_Passage_
* * *

I constantly have to remind myself that God's plan is bigger than what is happening in my life at a particular moment. When I am panicking about everything falling into place and knowing what the end result will be, He is trying to prepare me for what he has planned for later. It's frustrating for my impatient mind to be still and wait, but I am trying to get better at that. I'm learning to live in today, and let God take care of tomorrow. I bet He has a pretty great career picked out for me.

Saturday, May 3, 2014

But Then She Grew Up

No one ever called her beautiful, or even pretty really, and she noticed that. She was the girl who everyone called “nice” and “sweet”. At her young, vulnerable age, those were not the adjectives she wanted by her name. She wanted to remove “nice” and “sweet” and replace them with “beautiful” and “pretty” She was good at noticing things, and she realized that pretty is what mattered to the world at her age. Many people told her that what’s on the inside is more important than outer beauty, but she wasn't ready to believe it. She was mad at her body, mad because it didn't work the way it was supposed to, mad because it wouldn't let her be an athlete, or even wear cute outfits  without having to cover up things. Mad that it was all scarred up as a result of ugly surgeries, which were a necessary evil she wished she could forget. Mad that it was flawed in ways that couldn't be hidden.

* * *

[Dataset items]

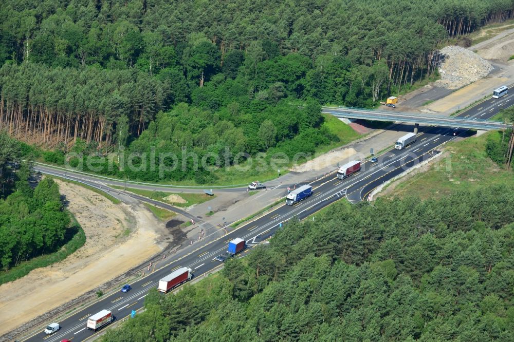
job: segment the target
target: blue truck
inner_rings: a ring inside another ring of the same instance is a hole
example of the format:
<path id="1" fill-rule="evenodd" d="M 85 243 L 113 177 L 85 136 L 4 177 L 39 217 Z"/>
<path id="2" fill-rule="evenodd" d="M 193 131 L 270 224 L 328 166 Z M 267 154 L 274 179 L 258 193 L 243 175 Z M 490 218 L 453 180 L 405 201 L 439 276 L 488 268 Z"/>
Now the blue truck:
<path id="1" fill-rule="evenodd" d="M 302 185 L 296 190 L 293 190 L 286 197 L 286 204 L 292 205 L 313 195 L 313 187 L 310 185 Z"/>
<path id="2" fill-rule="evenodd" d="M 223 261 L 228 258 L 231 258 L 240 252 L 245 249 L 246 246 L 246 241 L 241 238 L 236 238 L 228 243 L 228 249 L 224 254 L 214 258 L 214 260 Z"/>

* * *

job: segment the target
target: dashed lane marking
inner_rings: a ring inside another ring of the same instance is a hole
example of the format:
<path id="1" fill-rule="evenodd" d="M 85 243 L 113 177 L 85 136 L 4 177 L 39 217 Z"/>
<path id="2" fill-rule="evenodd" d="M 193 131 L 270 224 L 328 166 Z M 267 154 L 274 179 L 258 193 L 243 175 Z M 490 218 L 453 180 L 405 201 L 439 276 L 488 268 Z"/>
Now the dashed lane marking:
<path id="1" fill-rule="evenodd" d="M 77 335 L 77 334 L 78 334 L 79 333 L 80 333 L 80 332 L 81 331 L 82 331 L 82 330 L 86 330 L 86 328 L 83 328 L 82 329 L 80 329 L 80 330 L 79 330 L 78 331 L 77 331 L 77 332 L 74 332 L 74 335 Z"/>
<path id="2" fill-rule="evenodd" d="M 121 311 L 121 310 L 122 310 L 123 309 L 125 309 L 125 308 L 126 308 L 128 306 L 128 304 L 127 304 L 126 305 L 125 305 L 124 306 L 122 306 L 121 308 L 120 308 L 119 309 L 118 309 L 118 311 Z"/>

* * *

_What to do_
1 - Please translate this sentence from the passage into Spanish: "I'm learning to live in today, and let God take care of tomorrow."
2 - In the passage, which two adjectives did everyone use for the girl?

_Results in order_
1 - Estoy aprendiendo a vivir el hoy y a dejar que Dios se ocupe del mañana.

2 - "Nice" and "sweet."